# Document passage
====

From Casetext: Smarter Legal Research

Papas v. Robinson

Court of Appeals of Georgia
Apr 21, 1964
137 S.E.2d 684 (Ga. Ct. App. 1964)




Foreclosure, etc. Cobb Superior Court. Before Judge Manning.

Haas, Holland Zinkow, William M. Sinrich, for plaintiff in error.

Edwards, Bentley, Awtrey Parker, Fred D. Bentley, Sr., A. Sidney Parker, contra.

1. The general grounds of the amended motion for new trial are without merit.

2-7. Special grounds 4 through 9 are meritorious.

8, 11. Self-serving declarations were properly excluded from the evidence.

9. No question is presented for review by this court by an objection to the exclusion from evidence of the reading of various questions and answers from interrogatories where neither the pertinent parts of the interrogatories nor their substance was included in the ground.

10. Agency can be proved by the agent's sworn testimony.


Otis W. Robinson and Curtis Robinson, d/b/a Robinson Landscaping Company, a partnership, brought an in rem action in the Superior Court of Cobb County against Aris T. Papas, seeking to foreclose a special lien against certain described real estate of Papas for $2,280, the full amount of labor furnished for the improvement of the real estate under an alleged oral contract with the defendant. At the trial of the case before the jury, it was stipulated that there was no dispute as to the amount of the contract, or the amount, fairness or excessiveness of the charges and that the issue was whether or not there was a contract. There was a verdict and judgment in favor of the plaintiffs in the amount of $2,280 plus costs, plus 7% interest from November 16, 1961. The defendant's amended motion for a new trial was overruled, to which judgment he excepts.

====

# Given data
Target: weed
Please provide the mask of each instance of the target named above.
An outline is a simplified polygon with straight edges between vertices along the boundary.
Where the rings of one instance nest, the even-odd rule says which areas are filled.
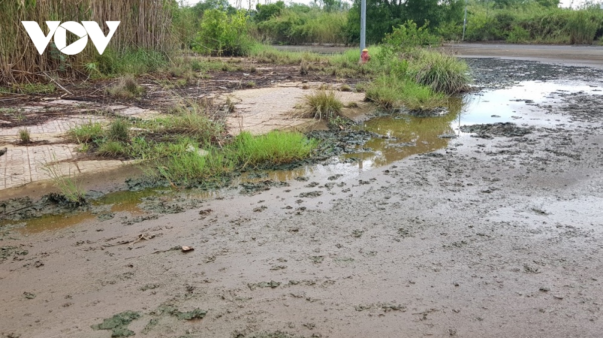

====

# To do
- 1) Decide whether each statement agrees with the Papas v. Robinson opinion, answering yes or no for each and quoting the opinion's deciding words: (a) the plaintiffs sought to foreclose a lien for $2,280; (b) the amount of the contract was disputed at trial; (c) the defendant's amended motion for a new trial was granted.
- 2) Please reproduce the Papas v. Robinson opinion from "Otis W. Robinson" to "judgment he excepts.", substituting "Robinsons" for "plaintiffs".
- 3) Carry on the Papas v. Robinson opinion from the point where it stops.

# Expected responses
- 1)
(a) Yes: "seeking to foreclose a special lien against certain described real estate of Papas for $2,280"
(b) No: "it was stipulated that there was no dispute as to the amount of the contract"
(c) No: "The defendant's amended motion for a new trial was overruled"

- 2)
Otis W. Robinson and Curtis Robinson, d/b/a Robinson Landscaping Company, a partnership, brought an in rem action in the Superior Court of Cobb County against Aris T. Papas, seeking to foreclose a special lien against certain described real estate of Papas for $2,280, the full amount of labor furnished for the improvement of the real estate under an alleged oral contract with the defendant. At the trial of the case before the jury, it was stipulated that there was no dispute as to the amount of the contract, or the amount, fairness or excessiveness of the charges and that the issue was whether or not there was a contract. There was a verdict and judgment in favor of the Robinsons in the amount of $2,280 plus costs, plus 7% interest from November 16, 1961. The defendant's amended motion for a new trial was overruled, to which judgment he excepts.

- 3)
First we shall consider the general grounds.

Plaintiff Otis Robinson testified that the defendant had "contacted" him and met with him for about 30 minutes on the described property about February 15, 1961; that the defendant had told him that he had the property leased out and was required by the lease to have it filled and graded to road level, pointing out to the witness certain stobs and describing exactly how he wanted the job done; that the witness quoted him a price of $3,000 for the job, telling him that he might be able to get some dirt closer — the charge varying with the distance hauled; that the defendant said that he would let him know when he was ready to have the work done; that he had no further communication with the defendant personally, either before or after that conversation.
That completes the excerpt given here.